**WHAT THIS TASK INVOLVES:** Find the word "tote" in the records and copy every line where it occurs.

**DATA RECORDS:**

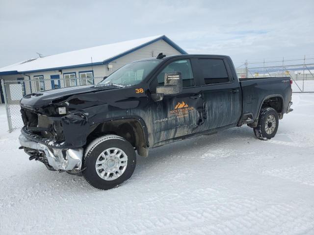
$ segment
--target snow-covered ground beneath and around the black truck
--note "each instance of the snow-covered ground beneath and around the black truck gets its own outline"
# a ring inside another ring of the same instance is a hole
[[[314,234],[314,94],[270,141],[247,126],[138,157],[108,191],[51,172],[18,150],[0,106],[0,234]]]

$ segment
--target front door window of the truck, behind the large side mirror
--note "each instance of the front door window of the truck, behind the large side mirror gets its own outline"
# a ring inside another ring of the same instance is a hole
[[[167,65],[157,76],[158,86],[164,85],[164,76],[166,72],[181,71],[183,87],[194,86],[194,77],[190,60],[177,60]]]

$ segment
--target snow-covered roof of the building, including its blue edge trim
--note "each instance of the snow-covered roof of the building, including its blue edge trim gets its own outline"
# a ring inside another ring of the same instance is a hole
[[[143,47],[160,39],[165,40],[167,43],[175,47],[181,53],[185,52],[183,49],[174,44],[166,36],[159,35],[120,43],[112,43],[98,47],[74,50],[56,55],[39,57],[35,60],[30,59],[27,61],[22,61],[13,65],[0,68],[0,72],[6,71],[26,72],[67,67],[71,68],[90,65],[91,62],[93,63],[93,65],[102,64],[104,62],[108,62],[112,58],[116,58],[119,55],[131,52],[134,49],[137,49],[138,47]]]

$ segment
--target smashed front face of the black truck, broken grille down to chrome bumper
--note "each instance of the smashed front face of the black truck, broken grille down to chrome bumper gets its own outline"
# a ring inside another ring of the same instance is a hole
[[[49,170],[81,174],[83,145],[89,124],[86,114],[76,111],[48,117],[22,107],[25,126],[19,141],[29,160],[44,163]]]

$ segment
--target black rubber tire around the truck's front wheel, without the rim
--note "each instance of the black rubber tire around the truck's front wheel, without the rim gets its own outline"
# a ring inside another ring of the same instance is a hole
[[[96,171],[96,161],[103,151],[113,147],[121,149],[127,155],[127,167],[117,179],[105,180],[101,178]],[[120,136],[106,135],[97,138],[86,147],[82,163],[82,168],[84,169],[86,167],[86,169],[83,170],[82,174],[90,185],[106,190],[117,187],[128,180],[133,174],[135,165],[136,155],[131,143]]]

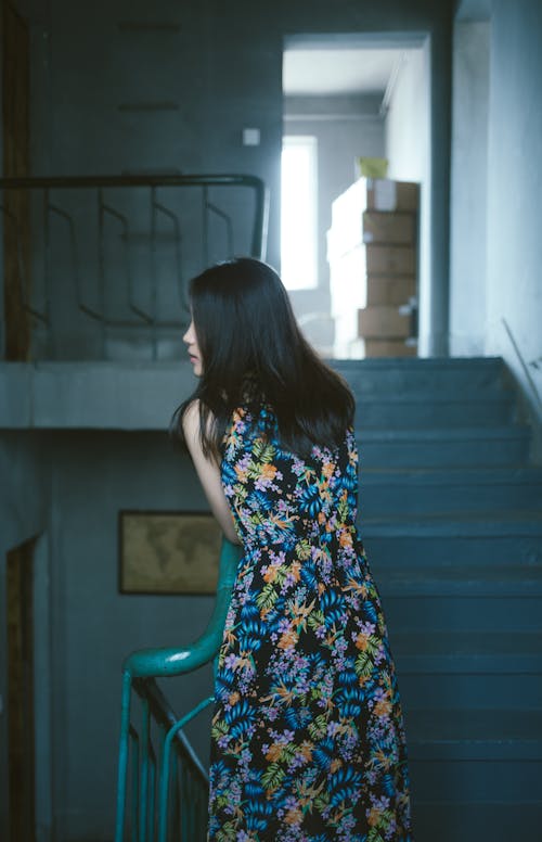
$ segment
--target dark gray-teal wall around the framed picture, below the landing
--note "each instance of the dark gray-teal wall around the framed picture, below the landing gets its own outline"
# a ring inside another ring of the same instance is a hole
[[[211,597],[118,592],[118,511],[206,505],[188,457],[164,433],[56,434],[52,456],[55,838],[109,839],[122,661],[134,649],[195,640],[212,608]],[[209,694],[210,669],[172,682],[186,712]],[[207,728],[198,733],[206,758]]]

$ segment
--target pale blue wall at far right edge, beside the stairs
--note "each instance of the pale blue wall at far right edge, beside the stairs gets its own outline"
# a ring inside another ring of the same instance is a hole
[[[542,7],[491,16],[486,352],[502,354],[542,423]]]

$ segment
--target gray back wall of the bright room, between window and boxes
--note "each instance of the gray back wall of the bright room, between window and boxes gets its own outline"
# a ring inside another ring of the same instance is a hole
[[[322,353],[332,352],[334,332],[328,314],[330,265],[326,232],[332,221],[332,202],[358,177],[360,155],[384,155],[384,124],[377,97],[288,97],[284,103],[284,133],[311,135],[318,143],[318,266],[315,290],[291,292],[294,310],[309,340]]]

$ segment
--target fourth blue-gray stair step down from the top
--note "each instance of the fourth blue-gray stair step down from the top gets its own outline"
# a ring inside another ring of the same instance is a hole
[[[452,511],[542,510],[542,468],[364,469],[363,518]]]

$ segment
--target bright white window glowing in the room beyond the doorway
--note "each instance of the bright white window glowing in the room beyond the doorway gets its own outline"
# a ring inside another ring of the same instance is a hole
[[[282,142],[281,273],[288,290],[318,284],[317,139],[288,135]]]

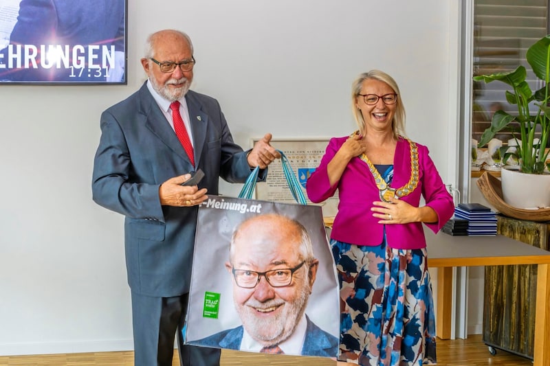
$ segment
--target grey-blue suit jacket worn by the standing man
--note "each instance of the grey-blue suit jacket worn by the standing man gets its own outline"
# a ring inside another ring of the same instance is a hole
[[[206,174],[199,188],[218,194],[219,176],[244,182],[251,171],[246,154],[234,144],[217,100],[193,91],[186,99],[195,163]],[[193,170],[184,148],[146,84],[102,113],[101,130],[93,198],[126,216],[131,289],[157,297],[188,293],[198,209],[161,206],[159,201],[161,183]]]

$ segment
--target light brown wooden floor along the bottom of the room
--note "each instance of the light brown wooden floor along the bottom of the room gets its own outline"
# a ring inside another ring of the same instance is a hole
[[[532,361],[514,354],[497,350],[495,356],[481,339],[481,336],[470,336],[468,339],[456,341],[437,341],[437,359],[439,366],[520,366],[532,365]],[[104,352],[87,354],[52,354],[41,356],[3,356],[0,366],[133,366],[133,352]],[[179,366],[177,354],[174,356],[174,366]],[[223,350],[221,365],[225,366],[334,366],[335,361],[329,358],[294,357],[272,354],[252,354]]]

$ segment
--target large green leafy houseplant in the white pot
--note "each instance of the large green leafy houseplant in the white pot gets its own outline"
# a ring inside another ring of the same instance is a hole
[[[506,152],[503,161],[514,157],[518,159],[521,172],[542,174],[544,173],[544,162],[548,157],[546,146],[550,135],[550,107],[548,105],[550,98],[550,34],[531,45],[527,50],[526,58],[537,78],[544,84],[544,87],[537,91],[531,91],[529,84],[525,81],[527,71],[523,66],[507,73],[474,76],[475,81],[483,80],[488,83],[498,80],[508,84],[512,90],[506,91],[506,100],[509,104],[516,104],[518,107],[518,115],[496,111],[491,126],[483,132],[478,147],[485,146],[496,133],[507,128],[512,122],[517,122],[519,135],[518,131],[514,130],[514,138],[520,140],[520,144],[516,147],[515,152]],[[531,102],[538,107],[536,112],[529,111]],[[540,139],[536,143],[535,137],[538,128],[540,128]],[[546,165],[550,169],[550,163]]]

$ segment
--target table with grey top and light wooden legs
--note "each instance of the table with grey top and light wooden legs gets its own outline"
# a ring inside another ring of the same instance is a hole
[[[537,299],[533,365],[550,366],[550,251],[505,236],[450,236],[425,229],[428,268],[439,268],[436,330],[450,338],[452,267],[537,264]]]

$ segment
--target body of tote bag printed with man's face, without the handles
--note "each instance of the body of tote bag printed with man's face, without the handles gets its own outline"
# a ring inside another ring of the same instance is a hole
[[[209,196],[197,218],[184,342],[336,357],[336,278],[321,207]]]

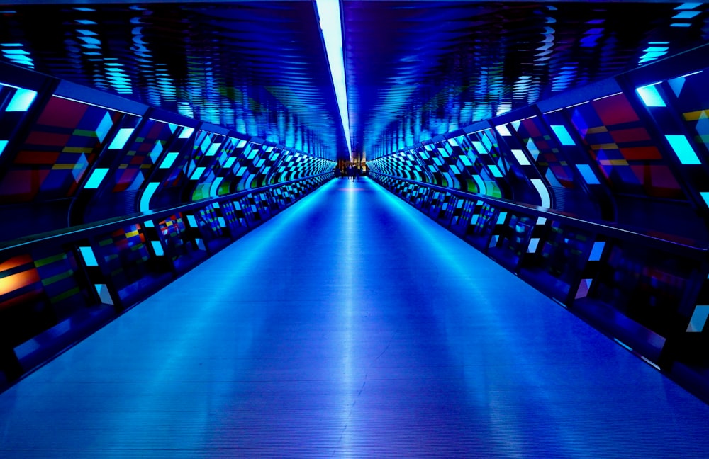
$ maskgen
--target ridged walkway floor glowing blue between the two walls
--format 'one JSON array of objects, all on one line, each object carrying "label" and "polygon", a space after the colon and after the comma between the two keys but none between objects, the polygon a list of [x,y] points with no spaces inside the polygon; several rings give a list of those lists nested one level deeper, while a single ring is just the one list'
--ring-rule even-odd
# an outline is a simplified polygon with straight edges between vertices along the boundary
[{"label": "ridged walkway floor glowing blue between the two walls", "polygon": [[10,458],[706,458],[709,407],[371,181],[0,395]]}]

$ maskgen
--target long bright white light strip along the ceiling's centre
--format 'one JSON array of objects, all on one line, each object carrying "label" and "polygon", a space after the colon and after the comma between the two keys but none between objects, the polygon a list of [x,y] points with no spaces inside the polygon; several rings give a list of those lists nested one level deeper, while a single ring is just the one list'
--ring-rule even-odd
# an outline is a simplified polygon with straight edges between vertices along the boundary
[{"label": "long bright white light strip along the ceiling's centre", "polygon": [[347,149],[352,157],[350,145],[350,113],[347,110],[347,81],[345,81],[345,59],[342,53],[342,18],[340,17],[340,0],[316,0],[320,30],[323,30],[325,50],[328,52],[330,74],[333,76],[337,106],[340,108],[342,127],[345,129]]}]

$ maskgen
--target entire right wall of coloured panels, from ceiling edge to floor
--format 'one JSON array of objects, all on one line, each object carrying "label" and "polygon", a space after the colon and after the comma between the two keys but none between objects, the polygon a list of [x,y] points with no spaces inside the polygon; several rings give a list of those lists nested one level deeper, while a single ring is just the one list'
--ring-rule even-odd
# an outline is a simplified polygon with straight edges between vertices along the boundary
[{"label": "entire right wall of coloured panels, from ceiling edge to floor", "polygon": [[709,400],[709,47],[367,162]]}]

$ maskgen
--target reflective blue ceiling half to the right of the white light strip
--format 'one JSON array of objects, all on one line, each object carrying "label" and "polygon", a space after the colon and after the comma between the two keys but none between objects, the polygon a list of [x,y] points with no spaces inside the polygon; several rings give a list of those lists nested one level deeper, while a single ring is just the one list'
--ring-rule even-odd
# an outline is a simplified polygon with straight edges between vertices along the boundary
[{"label": "reflective blue ceiling half to the right of the white light strip", "polygon": [[696,47],[707,5],[345,1],[353,149],[368,159]]}]

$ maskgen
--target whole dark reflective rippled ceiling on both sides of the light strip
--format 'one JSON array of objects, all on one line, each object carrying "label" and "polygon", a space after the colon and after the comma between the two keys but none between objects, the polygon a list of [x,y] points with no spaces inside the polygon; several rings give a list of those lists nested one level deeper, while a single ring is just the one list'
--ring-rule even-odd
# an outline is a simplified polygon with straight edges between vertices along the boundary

**WORKED SOLUTION:**
--target body of tote bag printed with man's face, without the handles
--note "each instance of the body of tote bag printed with man's face, without the handles gets its own outline"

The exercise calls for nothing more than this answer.